**Exercise description:**
Retype all of the material below line for line without changing anything, and leave the pictures out of your answer.

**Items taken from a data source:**
##########

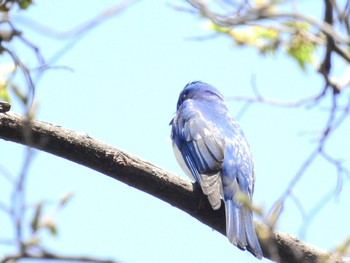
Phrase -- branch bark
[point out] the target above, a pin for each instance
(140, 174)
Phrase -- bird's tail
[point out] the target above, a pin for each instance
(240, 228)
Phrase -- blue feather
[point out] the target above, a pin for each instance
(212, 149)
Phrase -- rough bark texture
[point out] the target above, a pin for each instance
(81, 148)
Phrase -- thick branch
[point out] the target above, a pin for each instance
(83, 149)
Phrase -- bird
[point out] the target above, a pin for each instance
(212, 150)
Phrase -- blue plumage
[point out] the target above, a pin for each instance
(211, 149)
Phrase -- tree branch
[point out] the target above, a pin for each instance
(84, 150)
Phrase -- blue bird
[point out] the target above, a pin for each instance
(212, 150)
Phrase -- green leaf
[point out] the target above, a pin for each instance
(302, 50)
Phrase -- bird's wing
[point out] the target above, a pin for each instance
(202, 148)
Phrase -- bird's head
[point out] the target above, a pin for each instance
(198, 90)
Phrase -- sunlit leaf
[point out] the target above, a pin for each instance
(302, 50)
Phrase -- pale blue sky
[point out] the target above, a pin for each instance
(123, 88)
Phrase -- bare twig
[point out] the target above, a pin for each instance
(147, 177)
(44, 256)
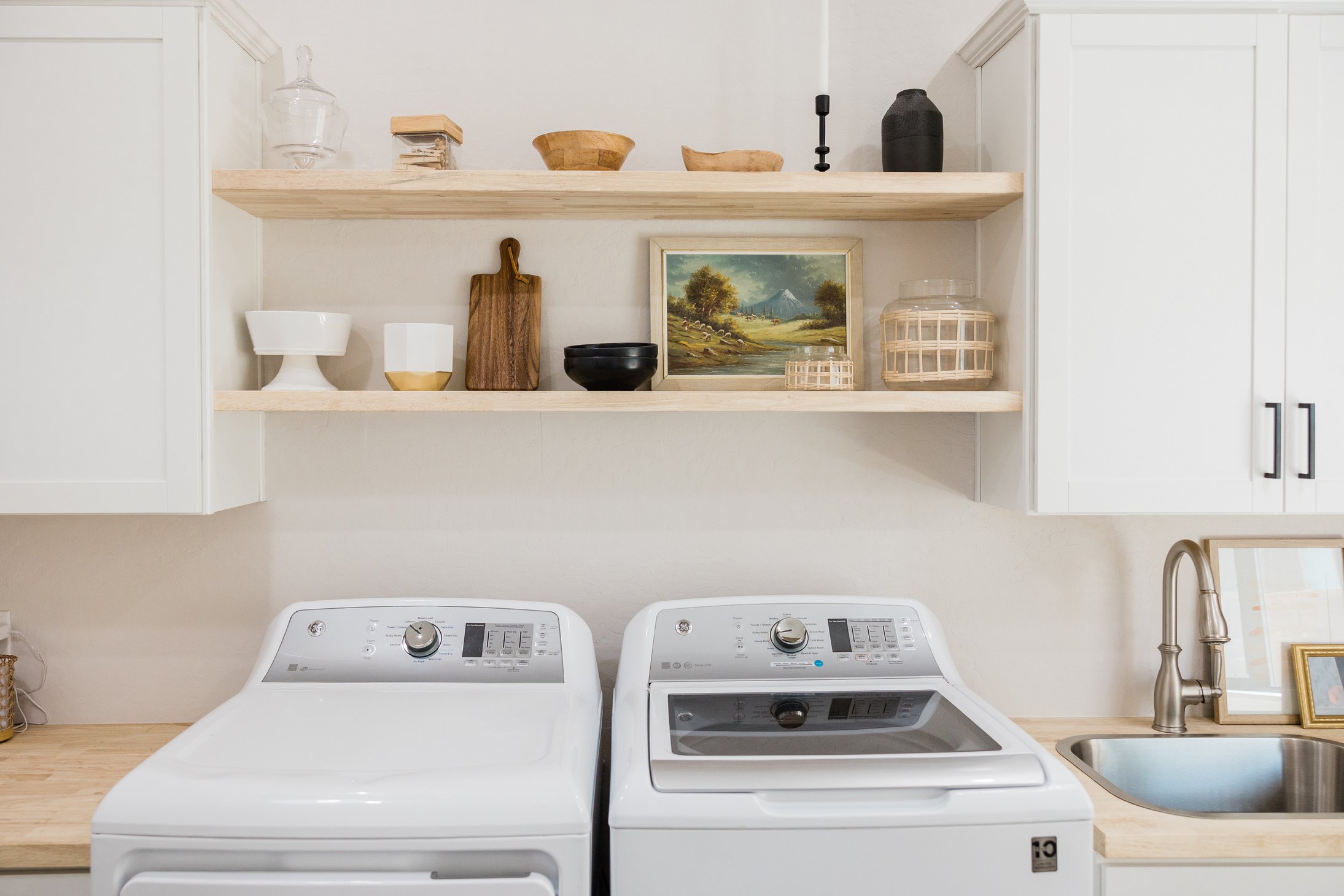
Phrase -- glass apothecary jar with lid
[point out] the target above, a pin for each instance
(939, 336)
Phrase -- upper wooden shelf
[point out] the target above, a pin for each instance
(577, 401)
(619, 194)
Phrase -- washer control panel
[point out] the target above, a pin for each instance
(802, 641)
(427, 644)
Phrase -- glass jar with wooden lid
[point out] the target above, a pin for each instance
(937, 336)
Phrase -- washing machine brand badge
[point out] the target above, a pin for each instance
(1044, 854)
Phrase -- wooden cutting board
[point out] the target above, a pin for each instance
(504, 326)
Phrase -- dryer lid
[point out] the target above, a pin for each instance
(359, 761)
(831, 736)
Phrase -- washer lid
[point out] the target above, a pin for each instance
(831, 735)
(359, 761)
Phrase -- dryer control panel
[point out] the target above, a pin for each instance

##########

**Correct output:**
Phrase -- branch bark
[point out] the target above, a pin for each instance
(140, 174)
Phrase -- bird's tail
[point out] the target above, a pin for each instance
(240, 228)
Phrase -- blue feather
[point out] the target above, a pin for each instance
(212, 149)
Phrase -- rough bark texture
[point out] the target above, a pin for each instance
(81, 148)
Phrase -- thick branch
[point out] the target above, a pin for each instance
(83, 149)
Phrase -- bird
[point out] the target above, a pin for each instance
(212, 150)
Phrase -- blue plumage
[point out] the target above, a pin for each instance
(211, 149)
Phrase -- tree branch
[point out] the target above, a pin for each instance
(84, 150)
Phrase -- blue bird
[point out] the target above, a pin for each instance
(212, 150)
Phrase -- green leaf
[point out] the target above, a pin for each instance
(302, 50)
Phrase -- bird's wing
[point out] the target above, a pin for each instance
(202, 148)
Phrase -- bird's head
[point out] the target above, a pin for each instance
(198, 90)
Phrase -- sunlit leaf
[point out] the target above, a pin for each instance
(302, 50)
Phrase -- pale blue sky
[point out] the target above, a pin for each instance
(123, 88)
Phrase -- bare twig
[point out] the target above, a pin for each instance
(147, 177)
(44, 256)
Phrase -- glass apothecary jar with lid
[point out] the target above, a pin for each instance
(939, 336)
Phrase -- upper wooden shelf
[point out] the target above, a pin for each instance
(577, 401)
(619, 194)
Phrase -- washer control panel
[point out] the target above, a pin for each instance
(802, 641)
(427, 644)
Phrase -- glass jar with wooden lid
[point out] the target above, a pin for each instance
(937, 336)
Phrase -- washing machine brand badge
[point out] the target above, a pin for each instance
(1044, 854)
Phrase -- wooden cutting board
[point out] the target above, a pin for each instance
(504, 326)
Phrase -- dryer lid
[point out] the target above, a pin for each instance
(359, 761)
(831, 736)
Phrase -- washer lid
[point out] the target above, a pin for each instance
(831, 735)
(359, 761)
Phrase -- dryer control panel
[point out] the target above, a pin for each instance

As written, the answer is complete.